LISTA DE TAREFAS:
1. No texto sobre a compra da vacina Covaxin, explique em até três frases por que, segundo o autor, "Alguns artigos da MP do dia 6 de janeiro valem a atenção".
2. Retome o texto sobre a compra da vacina Covaxin logo após a última frase apresentada e dê continuidade a ele.

Na melhor das hipóteses para o palácio do planalto, Jair Bolsonaro sempre teve absoluto conhecimento do esquema de corrupção envolvendo a compra de vacinas Covaxin por parte de seu governo e a intermediária Precisa Medicamentos. E mesmo após o encontro do dia 20 de março com os Luís Ricardo e Luiz Miranda, servidor no ministério da saúde e deputado federal (DEM-DF) respectivamente, quando os dois estiveram no Palácio da Alvorada e apresentaram em detalhes documentados o crime que estava se cometendo em plena pandemia com dinheiro público, nada aconteceu.
Muito pelo contrário. Os dias que se seguiram ao encontro palaciano foram marcados pela subida de tom do líder do governo, deputado Ricardo Barros (PP-PR), no plenário do congresso nacional durante o mês de abril, numa defesa veemente da vacina produzida por um laboratório indiano. Vistos hoje, com outro olhar e já se tendo conhecimento dos fatos, impressiona a avidez com que o governo se lançou desde o início ao tema da Covaxin, traduzida na sequência sistemática de atos e pronunciamentos do presidente e do líder de seu governo.
O acirramento da obsessão de Ricardo Barros tem uma data bem determinada: o dia 31 de março, quando a Anvisa rejeitou o pedido de importação de Covaxin feita pelo ministério da saúde, bloqueando assim o bilionário contrato.
A partir daí ocorre uma sucessão agressiva de pronunciamentos por parte da liderança de Bolsonaro. Em favor da Covaxin, veemente contra a Anvisa.
O jabuti começou a construir o arcabouço legal para subir na árvore no dia 6 de janeiro com a edição, por parte do governo, da medida provisória 1026, e foi ganhando força em sua escalada com um cipoal de emendas aditivas e pronunciamentos em plenário. Há uma coincidência marcante no dia da publicação da MP: do outro lado do mundo, o embaixador brasileiro em Nova Déli recebia uma comitiva da Associação Brasileira das Clínicas de Vacinas para encontro, com visita da missão a fábrica da Bharat Biotech. A presença de uma figura da comitiva agora ganha luz especial: Francisco Maximiano, o presidente da Precisa.
Alguns artigos da MP do dia 6 de janeiro valem a atenção. Não apenas pelo direcionamento, mas porque alguns poderiam ter sido feitos bem antes, quando as demais vacinas eram oferecidas e o governo sequer respondia. Quanto mais se preocupava em normatizar as eventuais compras. Outros pontos parecem bem cirúrgicos na direção à Índia.

CONTEÚDO DO MATERIAL:
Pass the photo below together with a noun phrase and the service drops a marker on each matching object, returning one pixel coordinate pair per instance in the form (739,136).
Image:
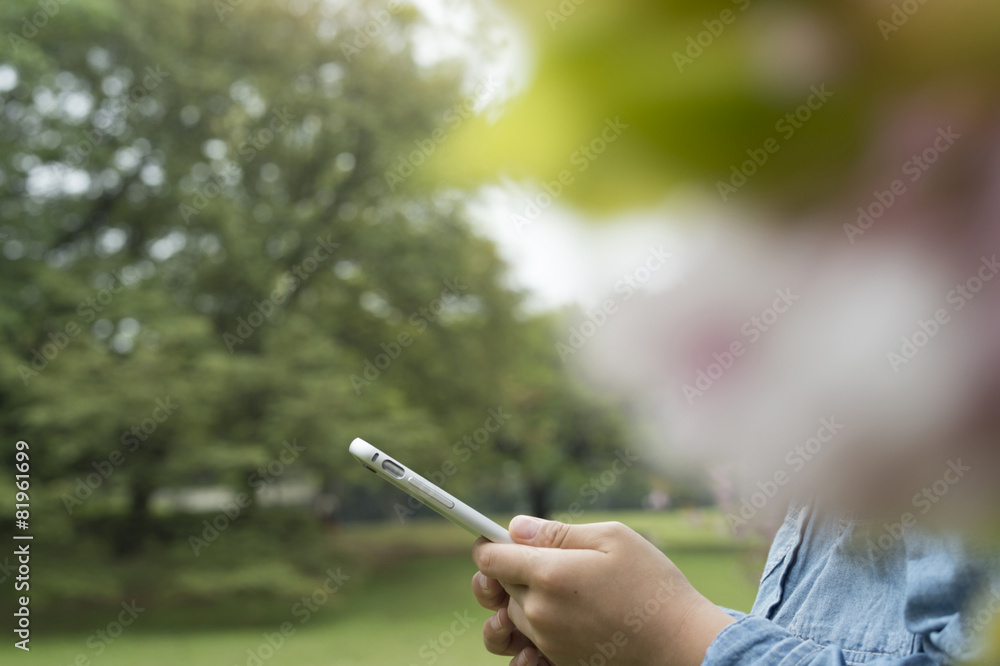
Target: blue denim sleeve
(759,642)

RESPOSTAS NUMERADAS:
1. Esses artigos merecem atenção não apenas pelo direcionamento, mas também porque alguns poderiam ter sido feitos bem antes. Isso teria sido possível na época em que as demais vacinas eram oferecidas e o governo sequer respondia.

2.
O artigo 2 flexibiliza a permissão de compra antes do registro ou da autorização para uso emergencial pela Anvisa. Logo o ponto chave com o qual o presidente e o ministro da saúde tanto se valeram para justificar a não compra de vacinas como a da Pfizer e Coronavac anteriormente. Com o acordo da Covaxin já em costura, o artigo estava lá:
O artigo 3 parece sob medida. Versa sobre autorização para compra mesmo se o fornecedor estiver com algum momentâneo impedimento em negociar com o poder público ou punição. A Precisa Medicamentos, intermediária entre o governo e o laboratório indiano, responde por um calote no próprio ministério da saúde.
O artigo 12 da MP assinada por Bolsonaro é sobre autorização para pagamento adiantado e ainda eliminar problemas na hipótese de se perder o pagamento realizado. Pontos que também valeram a veemente oposição de Jair Bolsonaro e Eduardo Pazuello. Por eles também os dois justificaram não acertar com a Pfizer. “Contrato leonino”, repetiram ambos. No dia 6 de janeiro, com as negociações da Covaxin em curso, Bolsonaro jamegou a MP.
Já o artigo 16 é curioso. Ele esconde o jabuti. Embora o quelônio estivesse de corpo e alma ali, não aparece. No artigo, fica sacramentado que a Anvisa poderá conceder autorização temporária para qualquer vacina contra a Covid bastando que ela já possua registro por parte de uma das autoridades sanitárias de uma dessas 5 agências: Estados Unidos, União Europeia, Japão, China e Reino Unido.
Onde o jabuti se esconde? Na não inclusão da agência indiana. Até ali, 6 de janeiro de 2021, as tratativas eram incipientes. Dois dias depois, Bolsonaro envia carta para o primeiro ministro indiano, Narendra Modi afirmando o interesse na Covaxin. No dia 18, o ministério envia carta para a Precisa informando querer abrir (ao menos oficialmente) tratativas para a compra da vacina.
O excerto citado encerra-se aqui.